─── Dataset rows

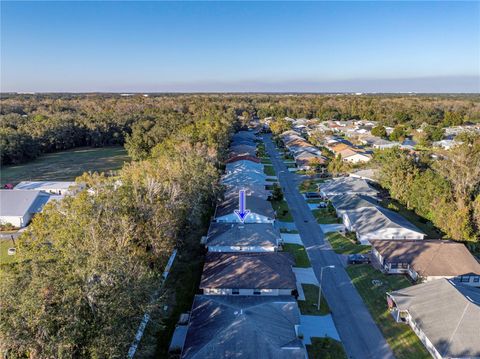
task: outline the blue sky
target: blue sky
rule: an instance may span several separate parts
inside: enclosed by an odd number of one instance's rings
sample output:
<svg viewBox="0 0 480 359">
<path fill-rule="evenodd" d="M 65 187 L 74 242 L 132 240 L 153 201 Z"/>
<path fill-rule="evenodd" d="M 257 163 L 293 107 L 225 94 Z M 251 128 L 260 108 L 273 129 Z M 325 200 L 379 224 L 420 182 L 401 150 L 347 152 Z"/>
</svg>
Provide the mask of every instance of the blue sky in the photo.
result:
<svg viewBox="0 0 480 359">
<path fill-rule="evenodd" d="M 479 2 L 4 2 L 2 91 L 480 91 Z"/>
</svg>

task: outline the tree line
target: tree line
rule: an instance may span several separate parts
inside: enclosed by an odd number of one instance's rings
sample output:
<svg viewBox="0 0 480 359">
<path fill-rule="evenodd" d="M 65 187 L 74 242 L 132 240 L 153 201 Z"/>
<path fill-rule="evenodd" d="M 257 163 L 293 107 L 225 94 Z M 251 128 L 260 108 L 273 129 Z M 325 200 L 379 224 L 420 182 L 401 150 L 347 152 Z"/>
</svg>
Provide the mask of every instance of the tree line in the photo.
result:
<svg viewBox="0 0 480 359">
<path fill-rule="evenodd" d="M 89 191 L 48 204 L 16 240 L 15 263 L 0 268 L 7 358 L 126 356 L 143 313 L 159 305 L 150 296 L 173 248 L 221 190 L 235 117 L 227 107 L 203 109 L 153 140 L 136 127 L 141 159 L 116 177 L 84 174 L 77 181 Z"/>
</svg>

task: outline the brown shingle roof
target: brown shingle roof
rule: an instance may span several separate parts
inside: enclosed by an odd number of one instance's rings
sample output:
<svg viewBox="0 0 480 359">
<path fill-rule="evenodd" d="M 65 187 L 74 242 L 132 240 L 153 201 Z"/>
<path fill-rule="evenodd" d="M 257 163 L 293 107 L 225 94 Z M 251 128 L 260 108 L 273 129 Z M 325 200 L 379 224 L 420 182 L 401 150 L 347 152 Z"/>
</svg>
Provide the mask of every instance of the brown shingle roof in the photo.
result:
<svg viewBox="0 0 480 359">
<path fill-rule="evenodd" d="M 205 258 L 200 288 L 295 289 L 290 253 L 218 253 Z"/>
<path fill-rule="evenodd" d="M 480 274 L 480 263 L 462 243 L 446 240 L 371 240 L 370 243 L 387 262 L 408 263 L 424 277 Z"/>
</svg>

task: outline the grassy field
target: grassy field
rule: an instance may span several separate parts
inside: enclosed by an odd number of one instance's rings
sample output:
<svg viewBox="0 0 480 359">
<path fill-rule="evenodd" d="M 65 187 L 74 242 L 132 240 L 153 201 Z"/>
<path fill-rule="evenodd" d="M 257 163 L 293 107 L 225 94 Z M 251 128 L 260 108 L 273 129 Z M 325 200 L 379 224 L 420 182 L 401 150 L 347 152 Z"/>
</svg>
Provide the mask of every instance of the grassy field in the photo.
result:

──────

*Short exercise:* Copy all of the material above verbatim, omitting the pictures.

*Answer to the exercise:*
task: outline the blue sky
target: blue sky
rule: an instance may span several separate parts
inside: enclosed by an odd number of one instance's rings
sample output:
<svg viewBox="0 0 480 359">
<path fill-rule="evenodd" d="M 65 187 L 74 242 L 132 240 L 153 201 Z"/>
<path fill-rule="evenodd" d="M 257 163 L 293 107 L 225 94 Z M 251 128 L 260 108 L 273 129 Z M 325 200 L 379 224 L 420 182 L 401 150 L 347 152 Z"/>
</svg>
Provide the mask of every instance of the blue sky in the photo.
result:
<svg viewBox="0 0 480 359">
<path fill-rule="evenodd" d="M 479 2 L 4 2 L 2 91 L 480 91 Z"/>
</svg>

task: outline the tree line
target: tree line
rule: an instance may span several separate parts
inside: enclosed by an odd number of one instance's rings
sample output:
<svg viewBox="0 0 480 359">
<path fill-rule="evenodd" d="M 65 187 L 74 242 L 132 240 L 153 201 Z"/>
<path fill-rule="evenodd" d="M 257 163 L 293 107 L 225 94 Z M 251 128 L 260 108 L 273 129 Z M 325 200 L 379 224 L 420 182 L 401 150 L 347 152 Z"/>
</svg>
Provide the mask of every instance of the tree line in the photo.
result:
<svg viewBox="0 0 480 359">
<path fill-rule="evenodd" d="M 89 191 L 48 204 L 16 240 L 15 263 L 0 268 L 7 358 L 126 356 L 143 313 L 159 305 L 150 296 L 173 248 L 221 190 L 235 117 L 227 107 L 203 109 L 153 140 L 136 127 L 141 159 L 116 177 L 84 174 L 77 181 Z"/>
</svg>

task: outline the brown shingle roof
target: brown shingle roof
rule: an instance may span several separate parts
inside: enclosed by an odd number of one instance's rings
sample output:
<svg viewBox="0 0 480 359">
<path fill-rule="evenodd" d="M 65 187 L 74 242 L 132 240 L 153 201 Z"/>
<path fill-rule="evenodd" d="M 257 163 L 293 107 L 225 94 Z M 251 128 L 260 108 L 273 129 Z M 325 200 L 379 224 L 420 182 L 401 150 L 347 152 Z"/>
</svg>
Provide the mask of every instance of the brown shingle roof in the photo.
result:
<svg viewBox="0 0 480 359">
<path fill-rule="evenodd" d="M 205 258 L 200 288 L 295 289 L 290 253 L 218 253 Z"/>
<path fill-rule="evenodd" d="M 480 274 L 480 263 L 462 243 L 446 240 L 371 240 L 370 243 L 387 262 L 408 263 L 424 277 Z"/>
</svg>

task: outline the grassy field
target: grassy field
rule: an instance may span several separate parts
inside: enclosed by an odd number of one instance's rings
sample output:
<svg viewBox="0 0 480 359">
<path fill-rule="evenodd" d="M 65 187 L 74 242 L 132 240 L 153 201 Z"/>
<path fill-rule="evenodd" d="M 257 163 L 293 107 L 225 94 Z M 251 128 L 260 108 L 273 129 Z M 325 200 L 379 224 L 420 182 L 401 150 L 347 152 Z"/>
</svg>
Provide the mask of every instance of the grassy field in the photo.
result:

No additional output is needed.